>> Start Input for this task

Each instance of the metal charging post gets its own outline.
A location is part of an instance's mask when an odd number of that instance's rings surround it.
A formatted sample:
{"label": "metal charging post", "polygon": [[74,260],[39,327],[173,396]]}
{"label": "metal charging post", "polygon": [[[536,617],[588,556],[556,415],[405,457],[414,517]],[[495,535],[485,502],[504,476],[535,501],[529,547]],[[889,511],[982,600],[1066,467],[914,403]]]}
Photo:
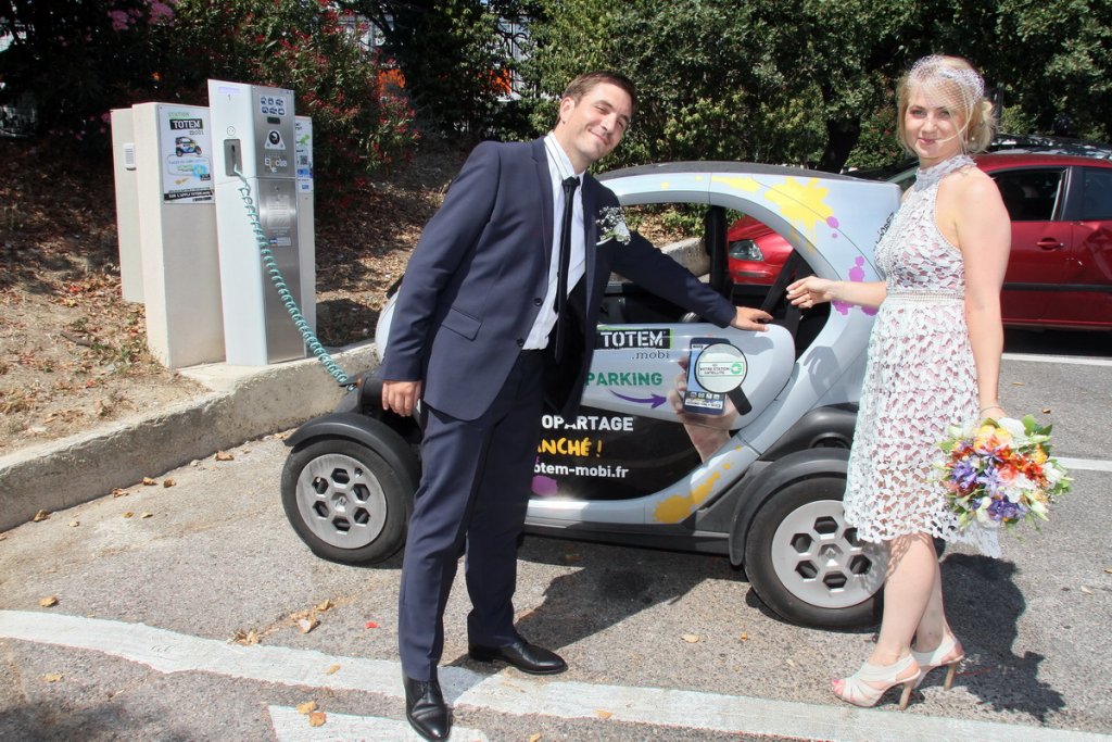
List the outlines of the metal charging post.
{"label": "metal charging post", "polygon": [[240,192],[241,174],[285,288],[298,305],[314,301],[312,287],[305,291],[301,283],[294,91],[221,80],[208,88],[225,357],[244,366],[304,358],[305,342],[265,269]]}

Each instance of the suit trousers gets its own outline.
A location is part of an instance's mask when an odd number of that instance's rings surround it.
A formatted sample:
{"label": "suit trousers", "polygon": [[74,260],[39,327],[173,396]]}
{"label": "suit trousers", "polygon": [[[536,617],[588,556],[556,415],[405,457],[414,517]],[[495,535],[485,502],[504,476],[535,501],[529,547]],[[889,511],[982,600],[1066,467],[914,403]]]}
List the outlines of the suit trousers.
{"label": "suit trousers", "polygon": [[398,650],[407,677],[430,680],[444,651],[444,610],[466,553],[468,640],[515,641],[517,542],[540,439],[545,354],[524,350],[490,407],[461,421],[421,403],[423,471],[406,537]]}

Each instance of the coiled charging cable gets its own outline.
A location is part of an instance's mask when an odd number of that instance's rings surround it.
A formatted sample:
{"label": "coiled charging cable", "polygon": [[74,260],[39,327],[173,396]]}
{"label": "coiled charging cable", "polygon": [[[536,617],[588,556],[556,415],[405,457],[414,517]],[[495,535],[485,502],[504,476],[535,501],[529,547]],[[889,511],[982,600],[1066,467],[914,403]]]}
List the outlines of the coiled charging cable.
{"label": "coiled charging cable", "polygon": [[320,340],[314,334],[312,328],[309,327],[309,323],[306,320],[305,315],[301,314],[300,308],[297,306],[297,299],[290,294],[289,287],[286,285],[286,278],[282,277],[281,270],[278,269],[278,261],[275,260],[274,253],[270,250],[270,244],[267,241],[267,236],[262,231],[262,222],[259,219],[259,210],[255,206],[255,199],[251,198],[251,185],[244,177],[244,174],[239,171],[239,168],[234,168],[234,172],[239,178],[242,184],[239,187],[239,195],[244,199],[244,208],[247,209],[247,217],[251,220],[251,230],[255,233],[255,241],[259,248],[259,255],[262,256],[262,269],[270,277],[270,283],[274,284],[275,288],[278,290],[278,297],[281,300],[286,311],[289,313],[290,318],[294,320],[294,325],[297,327],[297,332],[301,334],[305,339],[305,345],[309,348],[309,352],[317,357],[325,370],[336,379],[336,383],[344,388],[351,390],[356,387],[355,382],[353,382],[344,369],[340,368],[339,364],[332,360],[332,357],[328,355],[325,350],[325,346],[320,344]]}

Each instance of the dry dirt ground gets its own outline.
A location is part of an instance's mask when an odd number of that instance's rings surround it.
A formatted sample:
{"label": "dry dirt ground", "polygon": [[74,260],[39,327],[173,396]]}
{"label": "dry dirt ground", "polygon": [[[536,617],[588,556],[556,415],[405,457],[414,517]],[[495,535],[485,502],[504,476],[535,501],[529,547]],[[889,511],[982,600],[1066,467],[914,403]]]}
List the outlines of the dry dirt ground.
{"label": "dry dirt ground", "polygon": [[[318,206],[317,317],[328,347],[374,332],[386,289],[464,159],[424,152],[338,216]],[[0,140],[0,455],[202,394],[147,352],[120,296],[111,162]]]}
{"label": "dry dirt ground", "polygon": [[[374,333],[387,289],[466,152],[425,146],[404,171],[326,212],[318,198],[317,323],[327,347]],[[0,139],[0,456],[205,393],[147,352],[122,300],[111,162]],[[669,234],[648,217],[657,244]]]}

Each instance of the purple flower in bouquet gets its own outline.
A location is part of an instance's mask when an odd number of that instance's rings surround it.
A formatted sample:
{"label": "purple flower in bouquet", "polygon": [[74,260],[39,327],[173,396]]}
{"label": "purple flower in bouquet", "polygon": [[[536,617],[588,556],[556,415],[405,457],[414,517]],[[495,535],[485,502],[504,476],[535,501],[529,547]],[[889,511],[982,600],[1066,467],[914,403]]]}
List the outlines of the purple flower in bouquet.
{"label": "purple flower in bouquet", "polygon": [[954,464],[953,473],[950,475],[954,484],[962,489],[969,489],[976,484],[976,466],[967,458]]}
{"label": "purple flower in bouquet", "polygon": [[1007,499],[994,499],[989,505],[989,514],[993,521],[1010,523],[1012,521],[1020,521],[1027,514],[1027,508],[1020,503],[1013,503]]}
{"label": "purple flower in bouquet", "polygon": [[1000,479],[1000,472],[996,471],[995,466],[986,468],[984,474],[980,475],[976,481],[977,484],[984,485],[986,493],[993,496],[1000,492],[1000,486],[1003,484]]}

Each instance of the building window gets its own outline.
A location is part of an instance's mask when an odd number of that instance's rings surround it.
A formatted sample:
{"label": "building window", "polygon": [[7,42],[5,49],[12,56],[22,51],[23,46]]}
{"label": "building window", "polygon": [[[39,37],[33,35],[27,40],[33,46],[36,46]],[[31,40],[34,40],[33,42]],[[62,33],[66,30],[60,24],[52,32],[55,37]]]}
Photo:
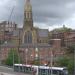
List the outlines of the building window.
{"label": "building window", "polygon": [[26,32],[24,43],[32,43],[32,33],[30,31]]}

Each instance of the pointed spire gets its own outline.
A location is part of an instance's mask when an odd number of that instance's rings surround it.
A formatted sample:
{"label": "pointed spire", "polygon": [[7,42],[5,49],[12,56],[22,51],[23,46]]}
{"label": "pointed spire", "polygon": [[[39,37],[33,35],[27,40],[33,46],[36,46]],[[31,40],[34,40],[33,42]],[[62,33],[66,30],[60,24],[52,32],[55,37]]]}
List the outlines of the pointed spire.
{"label": "pointed spire", "polygon": [[31,11],[32,10],[32,6],[30,3],[30,0],[26,0],[25,2],[25,11]]}

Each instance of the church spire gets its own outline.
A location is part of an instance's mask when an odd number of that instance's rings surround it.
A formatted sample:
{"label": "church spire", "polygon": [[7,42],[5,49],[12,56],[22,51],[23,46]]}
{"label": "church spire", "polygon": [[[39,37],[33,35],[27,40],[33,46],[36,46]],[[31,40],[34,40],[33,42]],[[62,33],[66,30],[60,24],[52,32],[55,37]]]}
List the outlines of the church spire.
{"label": "church spire", "polygon": [[24,28],[33,27],[32,6],[30,0],[26,0],[24,9]]}

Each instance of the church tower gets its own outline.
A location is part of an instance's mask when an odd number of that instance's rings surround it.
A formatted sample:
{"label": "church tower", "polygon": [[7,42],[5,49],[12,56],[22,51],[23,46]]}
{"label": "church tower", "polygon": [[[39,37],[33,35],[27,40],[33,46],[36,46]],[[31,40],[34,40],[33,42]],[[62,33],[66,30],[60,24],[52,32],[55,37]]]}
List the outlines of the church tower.
{"label": "church tower", "polygon": [[26,0],[24,7],[24,25],[22,34],[23,44],[32,44],[37,40],[36,31],[33,27],[32,6],[30,0]]}
{"label": "church tower", "polygon": [[32,6],[30,0],[26,0],[24,7],[24,30],[27,28],[33,28],[33,18],[32,18]]}

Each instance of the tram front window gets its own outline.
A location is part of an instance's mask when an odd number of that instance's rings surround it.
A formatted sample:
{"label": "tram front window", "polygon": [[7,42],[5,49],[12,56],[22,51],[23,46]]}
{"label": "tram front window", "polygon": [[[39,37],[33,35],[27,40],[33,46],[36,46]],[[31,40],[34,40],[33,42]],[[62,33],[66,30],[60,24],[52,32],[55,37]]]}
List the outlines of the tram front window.
{"label": "tram front window", "polygon": [[68,75],[68,71],[66,69],[63,70],[64,75]]}

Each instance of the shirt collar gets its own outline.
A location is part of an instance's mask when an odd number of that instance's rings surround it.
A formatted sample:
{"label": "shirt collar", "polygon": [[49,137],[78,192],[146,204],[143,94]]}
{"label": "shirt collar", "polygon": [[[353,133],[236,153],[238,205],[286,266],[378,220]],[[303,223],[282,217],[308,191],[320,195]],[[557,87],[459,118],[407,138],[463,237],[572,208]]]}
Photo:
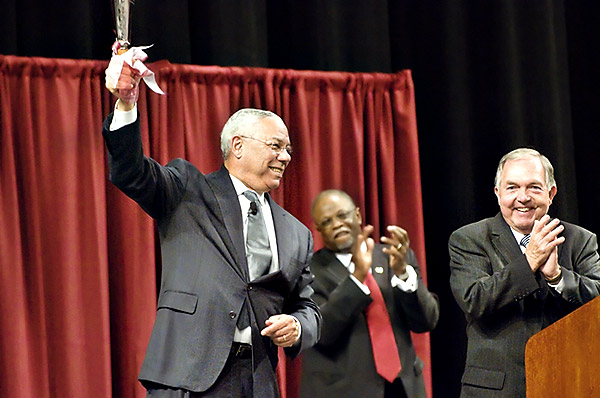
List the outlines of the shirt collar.
{"label": "shirt collar", "polygon": [[264,193],[258,193],[255,190],[248,188],[242,181],[240,181],[239,178],[235,177],[231,173],[229,174],[229,178],[231,178],[231,182],[233,183],[233,187],[235,188],[235,193],[237,194],[237,196],[240,196],[240,195],[243,196],[244,192],[252,191],[258,195],[258,200],[260,201],[260,203],[262,205],[265,204],[265,194]]}

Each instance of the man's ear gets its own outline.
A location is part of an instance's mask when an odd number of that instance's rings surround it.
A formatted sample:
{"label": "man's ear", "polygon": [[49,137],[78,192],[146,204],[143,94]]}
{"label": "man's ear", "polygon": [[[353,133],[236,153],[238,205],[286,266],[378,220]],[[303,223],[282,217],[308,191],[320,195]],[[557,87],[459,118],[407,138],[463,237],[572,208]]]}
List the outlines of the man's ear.
{"label": "man's ear", "polygon": [[550,198],[550,204],[552,204],[552,199],[554,199],[554,197],[556,196],[556,192],[558,192],[558,188],[556,188],[556,186],[550,188],[550,191],[548,192],[548,197]]}
{"label": "man's ear", "polygon": [[231,154],[235,156],[237,159],[242,157],[242,152],[244,148],[244,140],[242,137],[234,136],[231,138]]}

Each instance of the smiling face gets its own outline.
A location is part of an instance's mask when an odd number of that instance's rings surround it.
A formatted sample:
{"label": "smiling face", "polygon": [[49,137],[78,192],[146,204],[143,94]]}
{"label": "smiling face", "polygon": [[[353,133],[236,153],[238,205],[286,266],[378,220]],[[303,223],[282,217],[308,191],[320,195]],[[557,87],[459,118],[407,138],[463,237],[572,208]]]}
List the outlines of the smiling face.
{"label": "smiling face", "polygon": [[313,205],[312,216],[325,247],[333,252],[350,252],[361,232],[362,219],[349,198],[335,192],[324,195]]}
{"label": "smiling face", "polygon": [[231,154],[225,167],[248,188],[256,192],[269,192],[279,187],[283,173],[292,159],[286,150],[276,152],[279,147],[290,145],[285,124],[274,117],[259,119],[252,131],[244,136],[237,135],[231,141]]}
{"label": "smiling face", "polygon": [[494,191],[504,220],[522,234],[531,232],[534,221],[548,212],[556,195],[556,187],[548,188],[537,157],[507,161]]}

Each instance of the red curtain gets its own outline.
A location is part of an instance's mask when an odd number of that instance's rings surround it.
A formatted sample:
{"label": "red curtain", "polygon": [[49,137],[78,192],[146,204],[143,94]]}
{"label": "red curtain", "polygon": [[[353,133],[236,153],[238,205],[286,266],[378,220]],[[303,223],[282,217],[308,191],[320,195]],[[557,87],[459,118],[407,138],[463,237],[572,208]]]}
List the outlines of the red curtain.
{"label": "red curtain", "polygon": [[[159,247],[153,221],[108,182],[106,65],[0,56],[0,396],[144,396],[136,378],[155,315]],[[425,273],[410,71],[150,66],[167,93],[141,89],[150,156],[214,171],[229,115],[272,110],[294,146],[275,200],[316,232],[312,198],[344,189],[376,237],[387,224],[408,230]],[[414,339],[430,392],[429,334]],[[301,358],[280,357],[282,397],[295,398]]]}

>> End Input for this task

**What the exercise asks**
Rewrite the entries from the line containing "Each instance of the red" through the end of the entries, changing "formatted sample" to "worked example" and keeping everything else the same.

**Solution for this exercise**
Each instance of the red curtain gets its own outline.
A location is part of an instance's mask when an odd number of that instance's rings surround it.
A worked example:
{"label": "red curtain", "polygon": [[49,137],[78,192],[146,204],[143,94]]}
{"label": "red curtain", "polygon": [[[353,133],[236,153],[238,205],[286,266],[378,220]],[[303,223],[282,217],[308,191],[320,195]],[[557,87],[459,118],[407,138],[463,237],[572,208]]]}
List the outlines of the red curtain.
{"label": "red curtain", "polygon": [[[159,247],[153,221],[108,182],[106,65],[0,56],[0,396],[144,396],[136,378],[155,315]],[[425,273],[410,71],[150,66],[167,93],[141,89],[150,156],[214,171],[229,115],[272,110],[294,146],[275,200],[316,232],[312,198],[344,189],[376,237],[387,224],[408,230]],[[414,339],[430,392],[429,334]],[[301,358],[280,357],[282,397],[295,398]]]}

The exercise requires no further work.